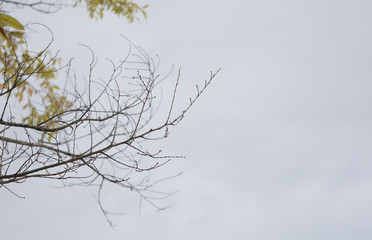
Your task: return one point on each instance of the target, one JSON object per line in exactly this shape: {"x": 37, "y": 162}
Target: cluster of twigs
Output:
{"x": 99, "y": 138}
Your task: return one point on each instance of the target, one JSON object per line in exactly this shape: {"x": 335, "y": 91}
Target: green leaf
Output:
{"x": 11, "y": 21}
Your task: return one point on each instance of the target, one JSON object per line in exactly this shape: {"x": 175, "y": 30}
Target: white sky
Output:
{"x": 279, "y": 147}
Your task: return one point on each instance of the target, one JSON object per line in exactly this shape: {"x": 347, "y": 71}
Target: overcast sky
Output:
{"x": 279, "y": 147}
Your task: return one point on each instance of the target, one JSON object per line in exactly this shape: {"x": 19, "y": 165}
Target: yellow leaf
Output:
{"x": 11, "y": 21}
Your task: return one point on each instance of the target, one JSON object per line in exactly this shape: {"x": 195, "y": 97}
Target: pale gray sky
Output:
{"x": 279, "y": 147}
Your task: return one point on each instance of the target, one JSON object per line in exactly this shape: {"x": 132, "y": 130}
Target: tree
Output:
{"x": 86, "y": 136}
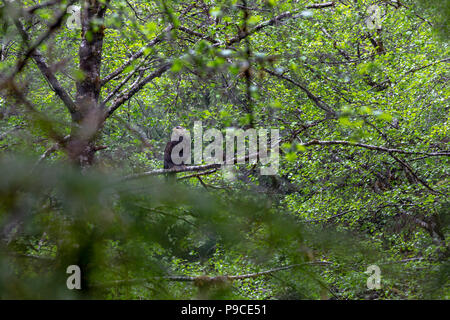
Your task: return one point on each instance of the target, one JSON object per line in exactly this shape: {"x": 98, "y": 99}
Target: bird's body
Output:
{"x": 168, "y": 161}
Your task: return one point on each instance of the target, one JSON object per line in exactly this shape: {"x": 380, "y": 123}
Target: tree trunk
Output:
{"x": 87, "y": 120}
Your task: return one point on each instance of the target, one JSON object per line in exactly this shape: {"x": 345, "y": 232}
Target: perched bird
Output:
{"x": 177, "y": 132}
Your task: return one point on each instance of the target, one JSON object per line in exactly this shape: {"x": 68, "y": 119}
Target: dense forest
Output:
{"x": 224, "y": 149}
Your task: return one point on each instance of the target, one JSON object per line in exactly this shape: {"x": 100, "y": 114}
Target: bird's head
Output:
{"x": 178, "y": 132}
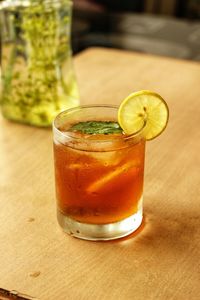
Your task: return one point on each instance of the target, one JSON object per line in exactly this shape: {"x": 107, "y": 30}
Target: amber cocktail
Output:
{"x": 99, "y": 174}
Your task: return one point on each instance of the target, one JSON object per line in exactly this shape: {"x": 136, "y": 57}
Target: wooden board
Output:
{"x": 161, "y": 261}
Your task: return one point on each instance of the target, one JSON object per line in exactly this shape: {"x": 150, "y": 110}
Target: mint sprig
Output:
{"x": 96, "y": 127}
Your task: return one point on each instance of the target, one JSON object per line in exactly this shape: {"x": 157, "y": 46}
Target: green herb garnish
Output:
{"x": 97, "y": 127}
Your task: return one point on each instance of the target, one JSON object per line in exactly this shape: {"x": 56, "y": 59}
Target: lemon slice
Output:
{"x": 143, "y": 109}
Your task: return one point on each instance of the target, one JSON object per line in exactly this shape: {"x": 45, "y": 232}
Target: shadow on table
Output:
{"x": 165, "y": 232}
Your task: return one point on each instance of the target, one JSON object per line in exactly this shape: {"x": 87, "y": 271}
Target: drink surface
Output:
{"x": 98, "y": 186}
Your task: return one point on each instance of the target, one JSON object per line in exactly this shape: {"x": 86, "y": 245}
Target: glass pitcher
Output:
{"x": 37, "y": 74}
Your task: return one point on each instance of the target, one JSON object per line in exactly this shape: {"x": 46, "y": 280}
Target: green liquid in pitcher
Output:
{"x": 38, "y": 79}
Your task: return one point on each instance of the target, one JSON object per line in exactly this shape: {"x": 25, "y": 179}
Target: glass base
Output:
{"x": 95, "y": 232}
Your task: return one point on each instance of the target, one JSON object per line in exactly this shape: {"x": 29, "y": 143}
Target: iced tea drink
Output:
{"x": 99, "y": 174}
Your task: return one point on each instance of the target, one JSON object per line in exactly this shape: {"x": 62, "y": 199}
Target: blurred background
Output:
{"x": 162, "y": 27}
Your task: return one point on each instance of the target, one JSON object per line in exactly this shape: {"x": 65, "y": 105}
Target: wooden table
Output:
{"x": 160, "y": 261}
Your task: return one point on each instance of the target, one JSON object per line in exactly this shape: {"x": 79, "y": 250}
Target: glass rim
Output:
{"x": 124, "y": 137}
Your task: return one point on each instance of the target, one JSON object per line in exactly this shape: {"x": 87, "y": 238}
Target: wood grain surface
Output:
{"x": 161, "y": 260}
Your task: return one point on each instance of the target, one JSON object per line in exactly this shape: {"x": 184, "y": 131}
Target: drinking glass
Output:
{"x": 98, "y": 178}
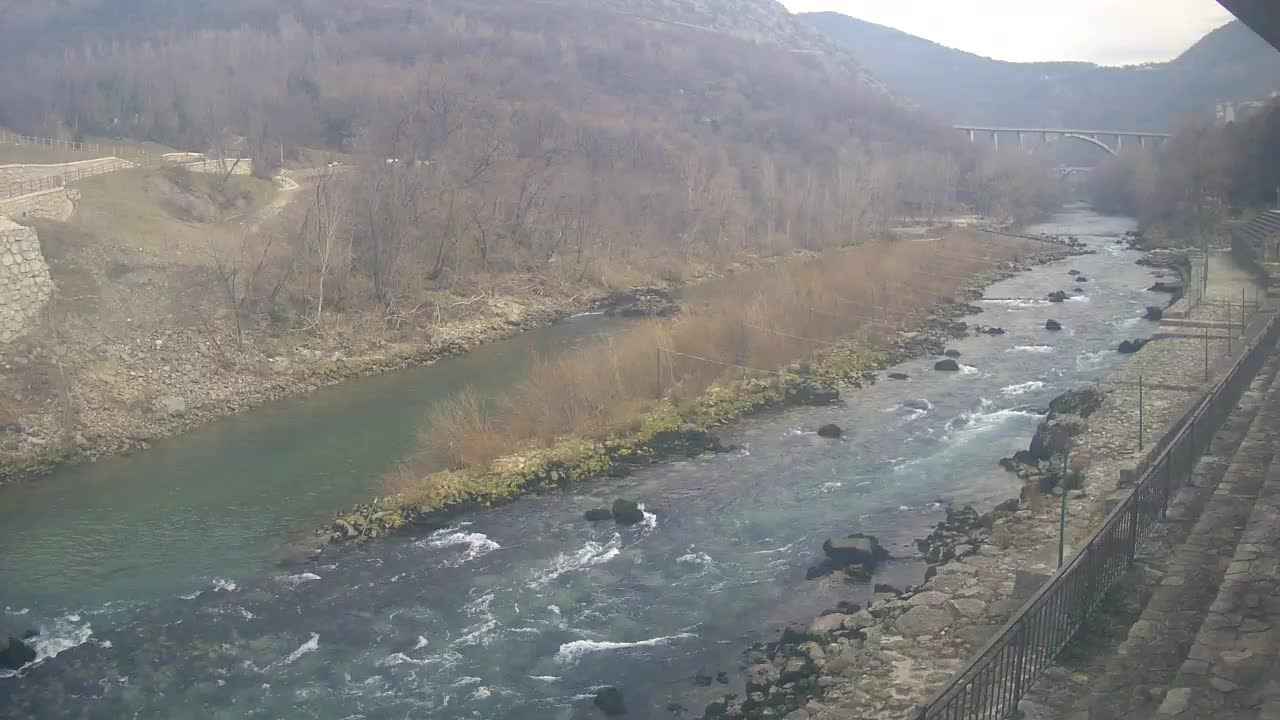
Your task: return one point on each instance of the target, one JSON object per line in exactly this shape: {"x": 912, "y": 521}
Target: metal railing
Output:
{"x": 999, "y": 675}
{"x": 14, "y": 188}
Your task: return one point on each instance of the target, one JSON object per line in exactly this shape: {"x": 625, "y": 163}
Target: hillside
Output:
{"x": 1230, "y": 63}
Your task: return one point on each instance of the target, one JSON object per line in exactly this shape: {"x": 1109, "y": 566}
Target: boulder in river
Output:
{"x": 812, "y": 393}
{"x": 1082, "y": 401}
{"x": 609, "y": 701}
{"x": 627, "y": 511}
{"x": 858, "y": 548}
{"x": 1055, "y": 436}
{"x": 14, "y": 654}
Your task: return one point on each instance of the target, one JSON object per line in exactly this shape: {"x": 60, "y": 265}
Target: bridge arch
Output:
{"x": 1091, "y": 140}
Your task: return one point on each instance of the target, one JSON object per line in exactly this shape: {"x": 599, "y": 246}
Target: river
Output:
{"x": 521, "y": 611}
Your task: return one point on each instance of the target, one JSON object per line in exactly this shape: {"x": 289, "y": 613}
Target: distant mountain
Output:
{"x": 1230, "y": 63}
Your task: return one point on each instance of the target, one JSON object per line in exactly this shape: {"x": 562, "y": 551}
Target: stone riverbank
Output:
{"x": 881, "y": 661}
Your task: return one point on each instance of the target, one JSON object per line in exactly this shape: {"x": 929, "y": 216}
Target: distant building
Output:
{"x": 1240, "y": 110}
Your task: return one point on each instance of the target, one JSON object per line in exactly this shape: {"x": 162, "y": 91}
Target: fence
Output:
{"x": 1000, "y": 674}
{"x": 14, "y": 188}
{"x": 114, "y": 150}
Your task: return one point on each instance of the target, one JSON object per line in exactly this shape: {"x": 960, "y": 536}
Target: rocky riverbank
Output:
{"x": 882, "y": 660}
{"x": 190, "y": 377}
{"x": 667, "y": 432}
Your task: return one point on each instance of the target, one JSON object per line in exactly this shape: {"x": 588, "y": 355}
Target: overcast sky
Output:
{"x": 1110, "y": 32}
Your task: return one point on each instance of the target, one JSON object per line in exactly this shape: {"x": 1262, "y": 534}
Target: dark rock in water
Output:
{"x": 1171, "y": 287}
{"x": 627, "y": 511}
{"x": 640, "y": 302}
{"x": 796, "y": 633}
{"x": 812, "y": 393}
{"x": 14, "y": 654}
{"x": 1130, "y": 346}
{"x": 1055, "y": 436}
{"x": 817, "y": 572}
{"x": 858, "y": 548}
{"x": 1082, "y": 401}
{"x": 609, "y": 701}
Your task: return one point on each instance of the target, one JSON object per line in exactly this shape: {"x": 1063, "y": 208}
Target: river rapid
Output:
{"x": 524, "y": 610}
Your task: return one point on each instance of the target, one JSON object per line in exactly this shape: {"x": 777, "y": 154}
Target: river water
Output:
{"x": 521, "y": 611}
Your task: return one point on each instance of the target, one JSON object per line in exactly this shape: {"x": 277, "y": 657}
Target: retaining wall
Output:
{"x": 24, "y": 282}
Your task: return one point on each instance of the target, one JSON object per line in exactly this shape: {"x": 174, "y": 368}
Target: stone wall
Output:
{"x": 54, "y": 204}
{"x": 24, "y": 282}
{"x": 69, "y": 172}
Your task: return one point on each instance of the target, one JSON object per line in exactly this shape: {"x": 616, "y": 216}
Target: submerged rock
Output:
{"x": 1130, "y": 346}
{"x": 609, "y": 701}
{"x": 14, "y": 654}
{"x": 1082, "y": 401}
{"x": 858, "y": 548}
{"x": 627, "y": 511}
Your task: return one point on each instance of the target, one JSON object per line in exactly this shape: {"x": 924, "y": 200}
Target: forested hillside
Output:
{"x": 570, "y": 139}
{"x": 1230, "y": 63}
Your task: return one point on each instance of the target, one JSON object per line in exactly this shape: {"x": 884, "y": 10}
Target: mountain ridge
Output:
{"x": 1229, "y": 63}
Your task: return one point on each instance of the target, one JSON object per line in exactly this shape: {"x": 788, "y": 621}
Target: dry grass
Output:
{"x": 749, "y": 326}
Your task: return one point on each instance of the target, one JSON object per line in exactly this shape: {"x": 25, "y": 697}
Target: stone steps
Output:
{"x": 1179, "y": 568}
{"x": 1233, "y": 668}
{"x": 1188, "y": 556}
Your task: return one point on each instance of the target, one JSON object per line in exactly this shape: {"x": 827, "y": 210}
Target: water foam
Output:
{"x": 1022, "y": 388}
{"x": 586, "y": 556}
{"x": 476, "y": 545}
{"x": 571, "y": 652}
{"x": 310, "y": 646}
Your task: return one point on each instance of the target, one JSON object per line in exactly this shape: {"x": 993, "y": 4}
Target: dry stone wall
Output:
{"x": 55, "y": 204}
{"x": 24, "y": 282}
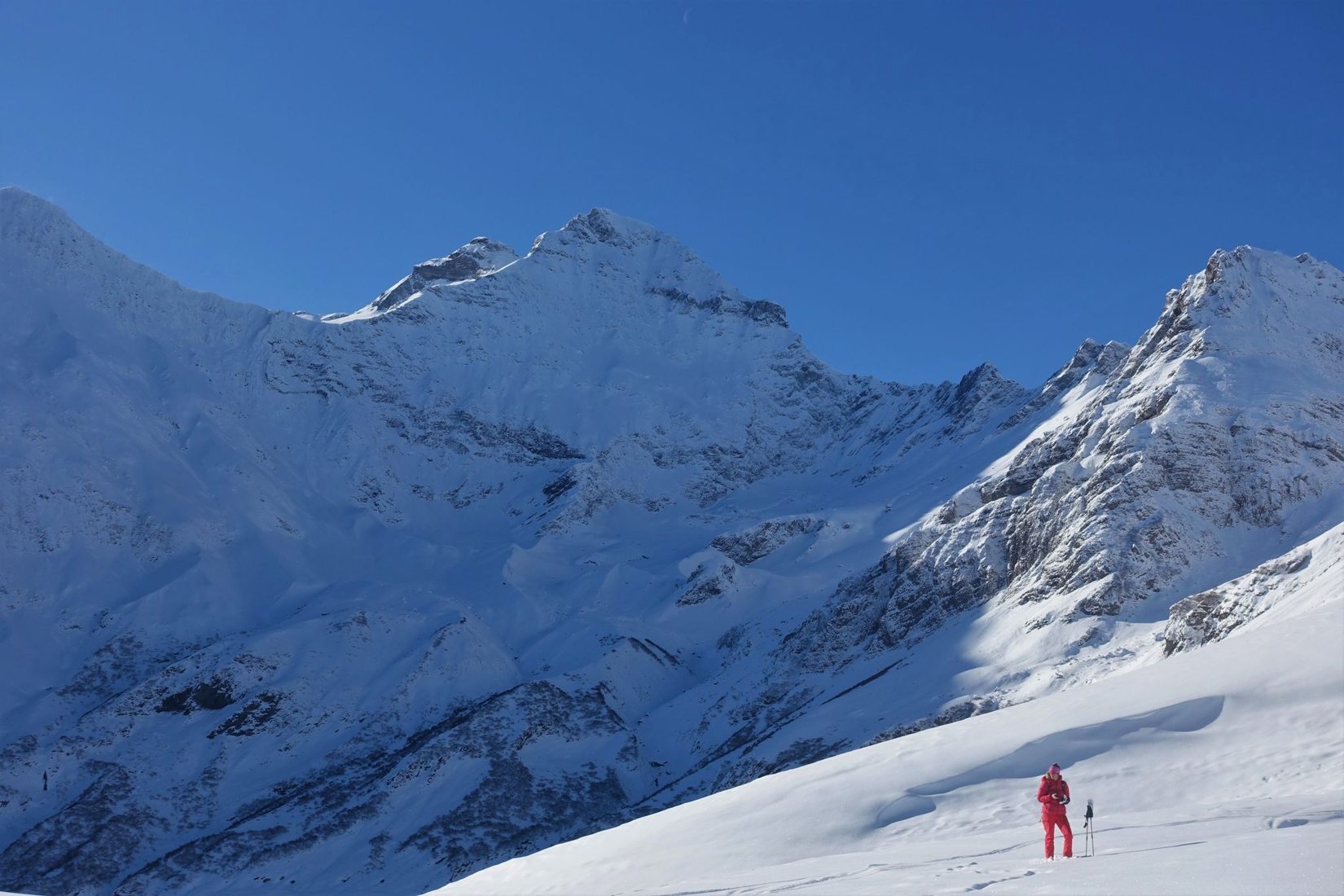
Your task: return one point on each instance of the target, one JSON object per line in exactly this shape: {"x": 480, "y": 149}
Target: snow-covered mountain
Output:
{"x": 1221, "y": 771}
{"x": 527, "y": 547}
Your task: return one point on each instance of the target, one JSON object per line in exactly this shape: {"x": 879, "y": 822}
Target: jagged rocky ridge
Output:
{"x": 529, "y": 546}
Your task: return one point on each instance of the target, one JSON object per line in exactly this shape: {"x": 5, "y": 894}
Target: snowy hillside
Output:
{"x": 531, "y": 546}
{"x": 1221, "y": 771}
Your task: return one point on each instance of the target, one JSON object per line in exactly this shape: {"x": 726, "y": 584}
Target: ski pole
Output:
{"x": 1089, "y": 844}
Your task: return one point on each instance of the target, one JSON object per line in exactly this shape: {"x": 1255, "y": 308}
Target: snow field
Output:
{"x": 1217, "y": 771}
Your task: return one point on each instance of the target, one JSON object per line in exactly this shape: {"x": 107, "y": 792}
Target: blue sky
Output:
{"x": 922, "y": 186}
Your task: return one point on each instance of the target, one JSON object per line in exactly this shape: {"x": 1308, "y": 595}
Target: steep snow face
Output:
{"x": 1215, "y": 773}
{"x": 529, "y": 546}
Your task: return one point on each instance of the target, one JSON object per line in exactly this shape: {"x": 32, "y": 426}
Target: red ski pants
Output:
{"x": 1050, "y": 836}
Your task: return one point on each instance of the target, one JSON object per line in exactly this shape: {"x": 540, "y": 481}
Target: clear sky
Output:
{"x": 922, "y": 186}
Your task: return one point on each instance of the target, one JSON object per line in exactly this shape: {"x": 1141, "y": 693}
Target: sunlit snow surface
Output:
{"x": 1218, "y": 771}
{"x": 525, "y": 548}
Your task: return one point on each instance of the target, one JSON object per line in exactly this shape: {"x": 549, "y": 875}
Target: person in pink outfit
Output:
{"x": 1052, "y": 797}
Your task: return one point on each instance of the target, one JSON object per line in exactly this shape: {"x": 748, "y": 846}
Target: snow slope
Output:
{"x": 531, "y": 546}
{"x": 1219, "y": 771}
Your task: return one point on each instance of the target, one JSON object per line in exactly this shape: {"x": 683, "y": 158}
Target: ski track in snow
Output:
{"x": 529, "y": 546}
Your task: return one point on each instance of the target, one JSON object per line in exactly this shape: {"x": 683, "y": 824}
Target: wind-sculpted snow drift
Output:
{"x": 533, "y": 546}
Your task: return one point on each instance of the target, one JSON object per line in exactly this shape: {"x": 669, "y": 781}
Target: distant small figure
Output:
{"x": 1052, "y": 797}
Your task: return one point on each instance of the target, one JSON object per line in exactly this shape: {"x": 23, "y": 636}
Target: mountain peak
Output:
{"x": 601, "y": 226}
{"x": 479, "y": 257}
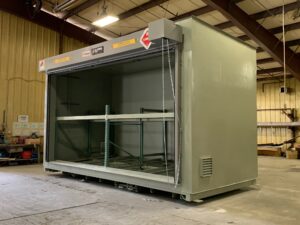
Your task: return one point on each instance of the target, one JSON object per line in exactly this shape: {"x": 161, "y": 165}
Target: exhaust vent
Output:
{"x": 206, "y": 167}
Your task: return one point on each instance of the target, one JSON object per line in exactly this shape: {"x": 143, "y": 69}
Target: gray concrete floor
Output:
{"x": 30, "y": 196}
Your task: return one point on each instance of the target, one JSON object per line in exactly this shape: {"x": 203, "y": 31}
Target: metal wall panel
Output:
{"x": 22, "y": 45}
{"x": 269, "y": 96}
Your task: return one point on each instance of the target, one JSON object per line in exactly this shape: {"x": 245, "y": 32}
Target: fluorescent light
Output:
{"x": 105, "y": 21}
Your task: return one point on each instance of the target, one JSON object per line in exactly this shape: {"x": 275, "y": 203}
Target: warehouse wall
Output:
{"x": 22, "y": 45}
{"x": 269, "y": 96}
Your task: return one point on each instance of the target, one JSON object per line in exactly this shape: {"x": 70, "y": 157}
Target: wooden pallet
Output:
{"x": 269, "y": 151}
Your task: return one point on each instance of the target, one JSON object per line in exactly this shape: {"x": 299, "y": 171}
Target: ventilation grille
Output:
{"x": 206, "y": 167}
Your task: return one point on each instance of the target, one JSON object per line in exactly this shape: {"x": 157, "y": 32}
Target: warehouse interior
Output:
{"x": 93, "y": 142}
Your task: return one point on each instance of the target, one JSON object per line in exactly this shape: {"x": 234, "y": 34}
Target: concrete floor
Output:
{"x": 29, "y": 196}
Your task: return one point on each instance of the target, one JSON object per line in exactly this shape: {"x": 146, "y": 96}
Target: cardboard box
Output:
{"x": 291, "y": 154}
{"x": 32, "y": 141}
{"x": 269, "y": 151}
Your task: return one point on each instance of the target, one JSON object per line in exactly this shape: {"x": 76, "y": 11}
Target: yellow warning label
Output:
{"x": 124, "y": 43}
{"x": 63, "y": 59}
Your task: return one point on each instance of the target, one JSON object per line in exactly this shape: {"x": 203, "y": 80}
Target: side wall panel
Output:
{"x": 22, "y": 45}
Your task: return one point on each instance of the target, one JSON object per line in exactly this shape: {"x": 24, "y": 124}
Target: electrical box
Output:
{"x": 172, "y": 107}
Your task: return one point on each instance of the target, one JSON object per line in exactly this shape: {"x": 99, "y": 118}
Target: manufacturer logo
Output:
{"x": 97, "y": 50}
{"x": 144, "y": 40}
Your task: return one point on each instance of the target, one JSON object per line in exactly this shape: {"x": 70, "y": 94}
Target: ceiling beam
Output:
{"x": 79, "y": 8}
{"x": 17, "y": 7}
{"x": 148, "y": 5}
{"x": 196, "y": 12}
{"x": 258, "y": 33}
{"x": 268, "y": 60}
{"x": 277, "y": 77}
{"x": 199, "y": 11}
{"x": 264, "y": 14}
{"x": 265, "y": 60}
{"x": 276, "y": 30}
{"x": 287, "y": 44}
{"x": 271, "y": 70}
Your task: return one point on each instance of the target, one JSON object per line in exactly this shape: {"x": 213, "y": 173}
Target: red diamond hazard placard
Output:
{"x": 144, "y": 40}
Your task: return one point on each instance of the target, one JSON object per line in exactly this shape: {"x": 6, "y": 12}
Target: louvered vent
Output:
{"x": 206, "y": 166}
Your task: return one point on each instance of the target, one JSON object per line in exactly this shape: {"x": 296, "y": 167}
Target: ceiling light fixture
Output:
{"x": 105, "y": 21}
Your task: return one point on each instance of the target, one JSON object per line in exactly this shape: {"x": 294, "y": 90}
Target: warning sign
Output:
{"x": 41, "y": 65}
{"x": 144, "y": 40}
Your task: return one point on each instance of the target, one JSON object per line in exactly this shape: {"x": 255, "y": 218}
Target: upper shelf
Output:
{"x": 120, "y": 117}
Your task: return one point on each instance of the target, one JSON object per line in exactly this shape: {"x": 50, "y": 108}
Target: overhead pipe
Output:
{"x": 62, "y": 6}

------

EXERCISE REQUIREMENTS: List each line in the rows above that contains the string "gray", matching case exactly.

ANSWER FOR THIS EXERCISE:
Target: pale gray sky
Target: gray concrete floor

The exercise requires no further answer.